### [Material provided]
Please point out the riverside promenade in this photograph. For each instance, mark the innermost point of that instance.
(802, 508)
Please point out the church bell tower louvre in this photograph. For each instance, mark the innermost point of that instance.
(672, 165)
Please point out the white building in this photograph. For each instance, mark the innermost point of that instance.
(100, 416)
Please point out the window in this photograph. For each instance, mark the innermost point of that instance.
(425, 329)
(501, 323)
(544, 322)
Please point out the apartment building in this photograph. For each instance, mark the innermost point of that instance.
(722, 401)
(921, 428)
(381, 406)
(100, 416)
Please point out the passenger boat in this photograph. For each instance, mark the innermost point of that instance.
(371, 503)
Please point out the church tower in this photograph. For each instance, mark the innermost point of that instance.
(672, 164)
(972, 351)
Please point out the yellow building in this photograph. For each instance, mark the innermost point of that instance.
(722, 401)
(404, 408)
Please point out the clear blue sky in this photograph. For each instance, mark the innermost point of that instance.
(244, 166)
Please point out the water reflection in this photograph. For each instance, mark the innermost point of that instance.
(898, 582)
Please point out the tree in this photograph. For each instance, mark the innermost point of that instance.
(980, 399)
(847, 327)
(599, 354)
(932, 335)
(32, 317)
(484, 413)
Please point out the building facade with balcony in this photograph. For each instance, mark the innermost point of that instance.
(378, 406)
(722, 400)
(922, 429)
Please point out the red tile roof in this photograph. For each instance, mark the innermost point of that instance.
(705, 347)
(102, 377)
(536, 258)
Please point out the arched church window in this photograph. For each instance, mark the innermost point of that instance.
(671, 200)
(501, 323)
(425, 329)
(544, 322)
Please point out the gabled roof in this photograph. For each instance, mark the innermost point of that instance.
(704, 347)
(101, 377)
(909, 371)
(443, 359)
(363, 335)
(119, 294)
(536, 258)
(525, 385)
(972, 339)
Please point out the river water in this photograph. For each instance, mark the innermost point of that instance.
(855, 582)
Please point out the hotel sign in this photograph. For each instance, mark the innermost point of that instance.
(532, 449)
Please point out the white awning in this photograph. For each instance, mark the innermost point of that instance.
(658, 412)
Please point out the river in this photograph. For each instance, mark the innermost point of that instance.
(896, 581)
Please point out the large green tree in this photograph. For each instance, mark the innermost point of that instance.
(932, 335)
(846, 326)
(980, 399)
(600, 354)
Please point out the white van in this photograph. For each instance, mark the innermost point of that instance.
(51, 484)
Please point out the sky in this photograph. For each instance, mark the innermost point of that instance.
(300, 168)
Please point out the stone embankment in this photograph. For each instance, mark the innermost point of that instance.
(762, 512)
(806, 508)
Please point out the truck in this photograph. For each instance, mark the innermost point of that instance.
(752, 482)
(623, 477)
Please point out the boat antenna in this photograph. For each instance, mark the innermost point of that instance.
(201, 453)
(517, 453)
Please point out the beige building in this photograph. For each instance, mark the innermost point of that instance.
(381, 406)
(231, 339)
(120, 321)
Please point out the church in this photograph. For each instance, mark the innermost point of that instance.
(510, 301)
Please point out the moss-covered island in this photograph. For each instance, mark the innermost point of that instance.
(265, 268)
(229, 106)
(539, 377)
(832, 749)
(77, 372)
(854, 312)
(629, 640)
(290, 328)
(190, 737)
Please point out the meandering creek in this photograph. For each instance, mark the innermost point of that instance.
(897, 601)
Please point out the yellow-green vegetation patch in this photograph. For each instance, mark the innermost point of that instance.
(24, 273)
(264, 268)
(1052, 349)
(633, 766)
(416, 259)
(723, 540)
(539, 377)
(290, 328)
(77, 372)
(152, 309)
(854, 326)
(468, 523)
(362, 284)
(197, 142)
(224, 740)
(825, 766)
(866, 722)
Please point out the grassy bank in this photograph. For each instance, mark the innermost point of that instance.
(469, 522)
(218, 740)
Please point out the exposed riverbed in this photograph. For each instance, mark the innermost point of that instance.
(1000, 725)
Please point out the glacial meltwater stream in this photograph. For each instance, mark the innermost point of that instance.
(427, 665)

### [What is needed]
Reply with the complete records, restated exactly.

### [Exercise result]
Please point out the riverside promenade in this photograph. For each instance, mark the innermost point of that instance.
(802, 508)
Please point out the church bell tower louvre in this photograph. For each instance, mark the innermost point of that instance.
(672, 165)
Please point out the white building in this photograph. For each instance, mark the innermost point of that instance.
(100, 416)
Please point out the window in this photograph. For each instance, mark the innermost point of that instance.
(425, 329)
(501, 323)
(544, 322)
Please point out the apartment building in this photograph. For each instance, mark the innermost point of that instance.
(722, 401)
(921, 428)
(381, 406)
(100, 416)
Please point out the passenger boat in this photograph. For each instance, mark the innermost point of that instance.
(371, 503)
Please point out the church tower in this photograph. For each instance, mark the innermost point of that instance.
(672, 164)
(972, 351)
Please point out the yellow building in this photograph. For each instance, mark the innermost point of that instance.
(722, 401)
(404, 408)
Please point out the clear blue sky in this photograph. For each instance, mark the innermost point of that instance.
(244, 166)
Please point out the water reflection in this photograph. For each instance, mark the innermost point of that instance.
(898, 582)
Please point out the tree in this photograph. For each instance, mark the innermost point of that instance.
(980, 399)
(847, 327)
(599, 354)
(932, 335)
(32, 317)
(484, 413)
Please point out the building facade with balcony in this photograph. For each instance, mark the innermost point of that instance.
(378, 406)
(722, 400)
(922, 429)
Please point out the red tile roof in this photograph. For each instance, mark the innermost point of that instance.
(705, 347)
(102, 377)
(536, 258)
Please point out the arched church window in this photograph. For each instance, mark the innermost point of that instance.
(671, 200)
(501, 323)
(425, 329)
(544, 322)
Please point out the gabled roof in this photograph. For each instance, mark the innermost point of that instance.
(704, 347)
(101, 377)
(909, 371)
(443, 359)
(363, 335)
(119, 294)
(536, 258)
(525, 385)
(972, 339)
Please point out the river water in this photograph. For each instance, mark the innermost point of that instance.
(855, 582)
Please point out the hotel sign in this photograph. For each instance, mark the innermost point of that instance.
(532, 449)
Please point out the white awning in this photograph. For each instance, mark the innermost point of that instance.
(658, 412)
Please point out the river in this photograph. For each instance, mark the innermost point of that instance.
(896, 581)
Please point out the large green tree in this photograph. For each instance, mark the innermost point of that instance.
(932, 335)
(846, 326)
(980, 399)
(600, 354)
Please point out the white van in this photograph. For each instance, mark the innermost point of that instance.
(51, 484)
Please point out the sky in this photograph. For each instance, mark the innermost point of that instance.
(300, 168)
Please point out the stone embankment in this photograph. For each instance, mark the innermost point of that instance.
(762, 512)
(806, 508)
Please point out the truck in this photograph. For each instance, mark the innermost point of that instance.
(752, 482)
(623, 477)
Please point out the boat antenna in this photograph. For each instance, mark the innermost point of that instance.
(201, 453)
(517, 453)
Please point out the beige building in this photograph. For each instance, mark the innermost point of that instance.
(381, 406)
(231, 339)
(120, 321)
Please point out the church in this photograph. For each instance, mark the innermost point of that instance.
(510, 301)
Please point out the moss-covered island in this photograph. For each instance, mark the innermost point of that instance.
(265, 268)
(229, 106)
(539, 377)
(832, 749)
(77, 372)
(854, 312)
(629, 640)
(290, 328)
(190, 737)
Please point out the meandering creek in this photograph. For each instance, mark the innermost point of that instance.
(897, 601)
Please point out the yellow-green vegetation patch in this photograph. For each instance, mark the innermost point of that instance.
(24, 273)
(264, 268)
(1052, 349)
(633, 766)
(416, 259)
(723, 540)
(539, 377)
(290, 328)
(77, 372)
(152, 309)
(854, 326)
(468, 523)
(362, 284)
(197, 142)
(224, 740)
(825, 766)
(866, 722)
Please point out the grassy bank in this photograph. For each instance, mark the innermost point of that instance.
(469, 522)
(218, 740)
Please point out the exposed riverbed in this photograph. For each instance, mark the innermost point of that instance.
(1000, 725)
Please point out the glacial meltwater stream in this photograph. For each instance, mark the innermost point of that instance.
(427, 665)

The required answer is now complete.